SOURCE DOCUMENT:
────────────────────

Hello !
I am completely new to electronics/arduino, but I have some programming knowledge. I have an audio "limiter" project in my mind. The program would be this simple :
- Takes an analog audio input (from a jack plug)
- Check if it is below a certain threshold (determinated by a knob)
->> If yes, then output the exact same input to the headphone
->> If no, then output the threshold value to the headphone
So basically I want to cut everything that goes over a certain threshold (I am aware it will create clipping).
Here are my questions:
- Which module is needed to read the two analog inputs of a jack (as it is stereo) and output to another jack ? (I read that the arduino can't output analog)
- Will this create latency ? Does adding programmable leds/switch contribute to adding audio latency ?
- Is an arduino strong enough to run this, as it should run the program 44 100 times per second (a good bitrate) ? If yes, then what arduino model should I get ?
That was a lot of questions, any help would be greatly appreciated!
Thank you 
None of the arduinos are powerful enough to handle 44kHz 16 bit audio.
However there are I2C modules („digital potentiometers“) which can be controlled by an arduino.
You can use the analog input of an arduino to measure the level of the signal. No extra module needed. You simply „split“ the signal, no electronic parts needed. One branch goes to the analog input. The other branch goes to input of the digital pot. The arduino then sets the volume of the digital pot module
See here for some digital pot chips / modules.
https://forum.arduino.cc/index.php?topic=391969.msg2698953#msg2698953
Thomas
No, normal Arduinos cannot do this. Their ADC is not fast enough for high sample rates, the bit depth is way too low for audio applications, and most Arduinos do not have an analog output.
A Teensy 3.x should be able to do what you want. It has I2S interfaces with DMA, and a much more capable ARM processor. You'll need an I2S DAC and an I2S ADC.
Teensy Audio System Design Tool
All conversions will create latency. The questions you should be asking are "how much", and "how much can I afford".
Going from analog to digital audio and back again will introduce some discretization noise, but it should be inaudible.
Note that this can be easily done using only analog components. Compressors and limiters have been analog devices for a long time, before digital took over, and many audio engineers still prefer the analog versions today.

────────────────────

BRIEF: From the forum thread on the audio limiter, list each step of the program that the opening post lays out.

[Data extracted from a collection]
────────────────────

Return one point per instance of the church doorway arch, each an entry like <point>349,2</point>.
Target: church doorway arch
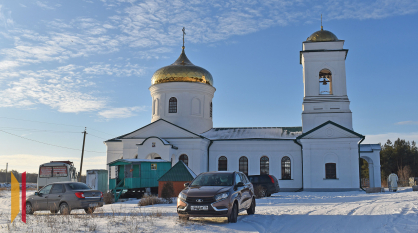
<point>153,156</point>
<point>370,167</point>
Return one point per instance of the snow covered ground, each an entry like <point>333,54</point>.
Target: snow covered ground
<point>283,212</point>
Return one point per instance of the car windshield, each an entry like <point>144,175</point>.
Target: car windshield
<point>77,186</point>
<point>211,179</point>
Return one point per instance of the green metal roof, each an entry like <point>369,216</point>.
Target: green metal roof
<point>179,172</point>
<point>332,123</point>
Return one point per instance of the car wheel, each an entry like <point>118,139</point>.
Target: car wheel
<point>89,210</point>
<point>64,209</point>
<point>233,217</point>
<point>183,218</point>
<point>29,209</point>
<point>251,210</point>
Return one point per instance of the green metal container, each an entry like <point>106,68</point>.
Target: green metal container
<point>137,173</point>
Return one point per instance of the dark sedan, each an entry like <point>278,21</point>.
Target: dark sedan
<point>64,197</point>
<point>217,194</point>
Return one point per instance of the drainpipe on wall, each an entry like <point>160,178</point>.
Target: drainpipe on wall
<point>210,144</point>
<point>364,137</point>
<point>301,152</point>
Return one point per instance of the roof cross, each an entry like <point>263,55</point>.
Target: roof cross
<point>184,33</point>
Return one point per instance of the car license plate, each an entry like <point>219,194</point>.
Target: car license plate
<point>199,207</point>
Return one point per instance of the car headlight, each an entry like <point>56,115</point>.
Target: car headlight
<point>182,196</point>
<point>221,196</point>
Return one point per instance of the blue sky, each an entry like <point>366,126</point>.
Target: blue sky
<point>66,65</point>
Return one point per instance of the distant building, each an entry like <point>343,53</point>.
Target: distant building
<point>179,174</point>
<point>321,155</point>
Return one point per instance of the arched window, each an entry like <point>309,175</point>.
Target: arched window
<point>222,164</point>
<point>185,159</point>
<point>155,107</point>
<point>325,82</point>
<point>243,165</point>
<point>286,168</point>
<point>330,171</point>
<point>172,105</point>
<point>264,165</point>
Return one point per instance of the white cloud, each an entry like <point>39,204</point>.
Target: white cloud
<point>382,138</point>
<point>6,18</point>
<point>121,112</point>
<point>60,89</point>
<point>407,123</point>
<point>30,163</point>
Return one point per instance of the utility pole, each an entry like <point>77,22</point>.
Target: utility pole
<point>82,153</point>
<point>7,164</point>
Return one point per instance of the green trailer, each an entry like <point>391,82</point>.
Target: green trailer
<point>132,177</point>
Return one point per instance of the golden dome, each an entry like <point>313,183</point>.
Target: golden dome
<point>322,36</point>
<point>182,70</point>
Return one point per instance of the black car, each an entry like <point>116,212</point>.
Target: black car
<point>217,194</point>
<point>64,197</point>
<point>268,183</point>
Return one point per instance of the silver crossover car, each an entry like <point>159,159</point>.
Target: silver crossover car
<point>64,197</point>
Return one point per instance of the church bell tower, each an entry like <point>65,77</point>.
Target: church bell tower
<point>325,90</point>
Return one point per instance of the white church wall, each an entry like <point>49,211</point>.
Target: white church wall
<point>318,152</point>
<point>332,45</point>
<point>193,104</point>
<point>318,108</point>
<point>153,147</point>
<point>373,159</point>
<point>254,150</point>
<point>195,149</point>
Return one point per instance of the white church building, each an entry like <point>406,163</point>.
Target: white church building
<point>321,155</point>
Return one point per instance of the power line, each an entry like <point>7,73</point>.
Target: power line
<point>36,130</point>
<point>40,122</point>
<point>54,124</point>
<point>97,136</point>
<point>49,143</point>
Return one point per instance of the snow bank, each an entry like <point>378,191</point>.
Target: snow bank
<point>284,212</point>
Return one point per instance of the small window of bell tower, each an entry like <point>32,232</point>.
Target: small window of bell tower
<point>325,82</point>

────────────────────

REPLY TO THE TASK:
- Take an analog audio input from a jack plug.
- Check whether it is below a threshold set by a knob.
- If it is, output the exact same input to the headphone.
- If it is not, output the threshold value to the headphone.